▸ **Exercises**
1) Answer these from the ranking metrics passage:
(a) What value does rel(k) take when the item at position k is not relevant?
(b) Which kind of relevance does NDCG handle that MAP does not?
(c) What use case does the comparison table give for Recall@k?
2) Resume the ranking metrics passage from its last line and keep writing in the same style.

▸ **Provided passage**
=== Section Start ===

Precision@k = |relevant items in top k| / k

Recall@k: Of all relevant items, how many appear in the top k?

Recall@k = |relevant items in top k| / |total relevant items|

Mean Reciprocal Rank (MRR)

For queries where there's one "correct" answer: What's the rank of the first correct result?

MRR = (1/Q) * sum_{q=1}^{Q} 1/rank_q

Example: If the correct results appear at positions [3, 1, 5] for three queries: MRR = (1/3 + 1/1 + 1/5) / 3 = 0.51

Use when: There's a single correct answer (question answering, entity resolution, "I'm feeling lucky" search).

Mean Average Precision (MAP)

For queries with multiple relevant results: Compute precision at every relevant position, average.

AP(q) = (1/R_q) * sum_{k=1}^{n} Precision@k * rel(k)
MAP = (1/Q) * sum_{q=1}^{Q} AP(q)

where rel(k) = 1 if item at position k is relevant, 0 otherwise, and R_q is the total number of relevant documents for query q.

Example: Query with 3 relevant docs. Ranked list: [R, N, R, N, R]

Precision@1 = 1/1 (relevant) -> counted
Position 2: not relevant -> skip
Precision@3 = 2/3 (relevant) -> counted
Position 4: not relevant -> skip
Precision@5 = 3/5 (relevant) -> counted
AP = (1.0 + 0.667 + 0.6) / 3 = 0.756

Normalized Discounted Cumulative Gain (NDCG)

The gold standard for ranking metrics. Unlike MAP (which uses binary relevance), NDCG handles graded relevance (e.g., "highly relevant" = 3, "somewhat relevant" = 1, "not relevant" = 0).

DCG@k = sum_{i=1}^{k} (2^{rel_i} - 1) / log2(i + 1)
NDCG@k = DCG@k / IDCG@k

where IDCG is the DCG of the ideal (perfectly sorted) ranking.

Key properties:

Ranges from 0 to 1 (normalized)
Position-weighted: top positions matter exponentially more
Handles graded relevance (not just binary)
The log discount means: position 1 is twice as valuable as position 2, which is 1.7x position 3

60-Second Answer

"NDCG measures how well a ranking system orders results by relevance, accounting for position bias - users look at top results more than bottom ones. It uses graded relevance (not just relevant/irrelevant) and normalizes by the ideal ranking. The formula has two key components: the numerator (2^relevance - 1) rewards highly relevant items exponentially, and the denominator (log2(position + 1)) discounts items at lower positions logarithmically. NDCG = 1 means perfect ranking. I'd use NDCG when relevance is graded (like search with highly/somewhat/not relevant labels) and MAP when relevance is binary."

Ranking Metrics Comparison

Metric	Relevance Type	Position-Weighted	Use Case
Precision@k	Binary	Equal weight for top k	"How good is page 1?"
Recall@k	Binary	No	"Did we find everything?"

=== Section End ===

▸ **Material provided**
=== Section Start ===

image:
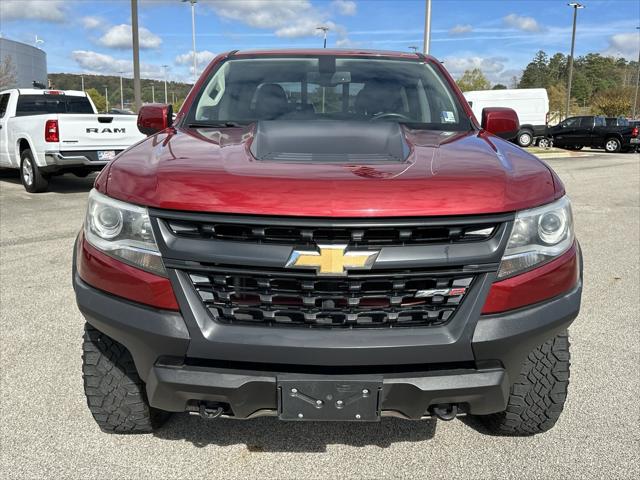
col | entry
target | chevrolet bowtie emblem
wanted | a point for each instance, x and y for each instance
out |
(332, 259)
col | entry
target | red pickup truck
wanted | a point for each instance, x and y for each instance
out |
(327, 235)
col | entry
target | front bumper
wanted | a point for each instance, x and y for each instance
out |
(186, 361)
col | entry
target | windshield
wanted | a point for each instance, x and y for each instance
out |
(328, 88)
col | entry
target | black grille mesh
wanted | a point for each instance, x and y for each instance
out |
(363, 301)
(354, 236)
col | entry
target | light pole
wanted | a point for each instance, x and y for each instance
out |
(121, 95)
(166, 97)
(137, 94)
(324, 30)
(427, 29)
(575, 6)
(635, 97)
(193, 38)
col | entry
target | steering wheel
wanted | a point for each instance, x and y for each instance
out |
(400, 116)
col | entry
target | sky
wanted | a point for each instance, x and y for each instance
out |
(499, 36)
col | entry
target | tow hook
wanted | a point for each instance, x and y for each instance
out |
(210, 412)
(445, 411)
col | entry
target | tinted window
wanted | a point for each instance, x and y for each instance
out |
(329, 88)
(4, 101)
(43, 104)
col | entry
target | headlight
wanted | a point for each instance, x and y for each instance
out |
(538, 235)
(123, 231)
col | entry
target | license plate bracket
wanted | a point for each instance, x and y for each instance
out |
(106, 155)
(321, 399)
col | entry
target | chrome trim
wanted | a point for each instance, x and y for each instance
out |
(55, 158)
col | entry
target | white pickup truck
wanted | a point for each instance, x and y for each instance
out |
(51, 132)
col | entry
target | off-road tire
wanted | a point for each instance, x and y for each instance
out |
(545, 143)
(538, 395)
(36, 182)
(612, 145)
(115, 393)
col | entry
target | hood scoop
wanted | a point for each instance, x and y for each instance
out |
(329, 141)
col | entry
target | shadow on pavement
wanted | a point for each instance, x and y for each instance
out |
(272, 435)
(60, 184)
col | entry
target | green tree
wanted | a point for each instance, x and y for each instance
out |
(536, 73)
(98, 99)
(473, 79)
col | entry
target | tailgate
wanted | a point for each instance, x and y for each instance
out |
(98, 132)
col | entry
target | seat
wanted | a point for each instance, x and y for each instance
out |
(271, 102)
(378, 97)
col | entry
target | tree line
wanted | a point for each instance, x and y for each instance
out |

=== Section End ===

▸ **Results**
1)
(a) 0
(b) Graded relevance, such as "highly relevant" = 3, "somewhat relevant" = 1, "not relevant" = 0, where MAP uses binary relevance.
(c) "Did we find everything?"

2)
MRR	Binary (single answer)	First correct only	QA, entity search
MAP	Binary (multiple answers)	Yes (precision at each relevant position)	Document retrieval
NDCG@k	Graded (multi-level)	Yes (log discount)	Search ranking, recommendations

Ranking Metric Selection

Part 4 - Generation and NLP Metrics

Perplexity

The standard metric for language models. Measures how "surprised" the model is by the test data.

PPL = exp(-(1/N) * sum_{i=1}^{N} log p(w_i | w_1, ..., w_{i-1}))

Equivalent to the exponential of the average cross-entropy loss.

Interpretation:

PPL = 10 means the model is as "confused" as if it had to choose uniformly among 10 options at each step
Lower is better
GPT-2: ~35 PPL on WikiText-103. GPT-3: ~20. GPT-4: not disclosed but estimated < 10.

Limitations:

Only comparable across models using the same tokenizer and vocabulary
Doesn't measure factual accuracy, coherence, or usefulness
A model can have low perplexity but generate repetitive, boring text

BLEU (Bilingual Evaluation Understudy)

Measures n-gram overlap between generated text and reference translations. Originally designed for machine translation.

BLEU = BP * exp(sum_{n=1}^{4} w_n * log(precision_n))

where BP is a brevity penalty and precision_n is the modified precision for n-grams.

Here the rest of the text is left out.